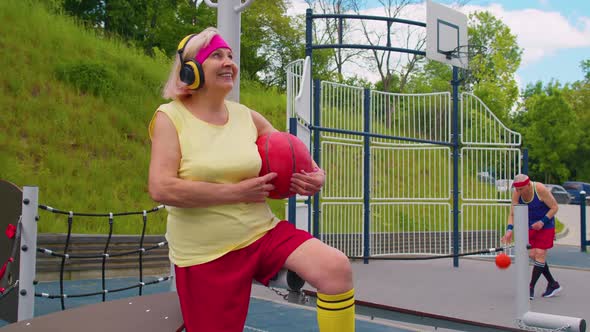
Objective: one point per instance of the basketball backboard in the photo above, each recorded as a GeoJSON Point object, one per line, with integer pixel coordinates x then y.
{"type": "Point", "coordinates": [446, 35]}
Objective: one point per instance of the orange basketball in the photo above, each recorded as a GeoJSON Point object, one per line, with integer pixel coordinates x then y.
{"type": "Point", "coordinates": [283, 154]}
{"type": "Point", "coordinates": [502, 261]}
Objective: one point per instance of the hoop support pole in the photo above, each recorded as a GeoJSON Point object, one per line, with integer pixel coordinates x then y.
{"type": "Point", "coordinates": [28, 252]}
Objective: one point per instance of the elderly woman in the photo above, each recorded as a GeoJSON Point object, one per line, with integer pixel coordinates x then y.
{"type": "Point", "coordinates": [221, 232]}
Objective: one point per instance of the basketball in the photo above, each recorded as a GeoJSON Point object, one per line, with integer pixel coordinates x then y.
{"type": "Point", "coordinates": [283, 154]}
{"type": "Point", "coordinates": [502, 261]}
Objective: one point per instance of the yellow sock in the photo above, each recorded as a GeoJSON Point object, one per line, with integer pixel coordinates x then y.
{"type": "Point", "coordinates": [336, 312]}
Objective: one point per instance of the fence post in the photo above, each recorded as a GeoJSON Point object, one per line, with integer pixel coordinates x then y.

━━━━━━

ASSIGNMENT. Set the preceding data down again word for word, omitting images.

SOLUTION FOR THIS PROBLEM.
Objective: one point per instance of the basketball backboard in the photo above, each recorded as a GeoJSON Point object, one per line, with integer pixel coordinates x then y.
{"type": "Point", "coordinates": [446, 35]}
Objective: one point per instance of the orange basketball in the photo above, each recorded as a GeoJSON Point object, one per line, with integer pixel coordinates x then y.
{"type": "Point", "coordinates": [283, 154]}
{"type": "Point", "coordinates": [502, 261]}
Objective: one point per instance of the hoop support pole in the photo above, each recorded as a GeoJSON Point object, one per line, with integer pixel coordinates x then y.
{"type": "Point", "coordinates": [28, 252]}
Objective: one point per instance of the elderly woman in the photo above, each recorded as a GeoJSON Point object, one per line, with integer pixel coordinates x then y.
{"type": "Point", "coordinates": [221, 232]}
Objective: one point per instance of the basketball in the photo above, each recorded as a GeoJSON Point object, one per line, with integer pixel coordinates x then y.
{"type": "Point", "coordinates": [283, 154]}
{"type": "Point", "coordinates": [502, 261]}
Objective: one point per instance of the yellow sock in the photo above, each recorded as a GeoJSON Point object, one per line, with integer pixel coordinates x then y.
{"type": "Point", "coordinates": [336, 312]}
Objective: one point per instance of the fence post in the photo above, each recorded as a GeoJSON Point object, one per line, with integer pixel coordinates x then y.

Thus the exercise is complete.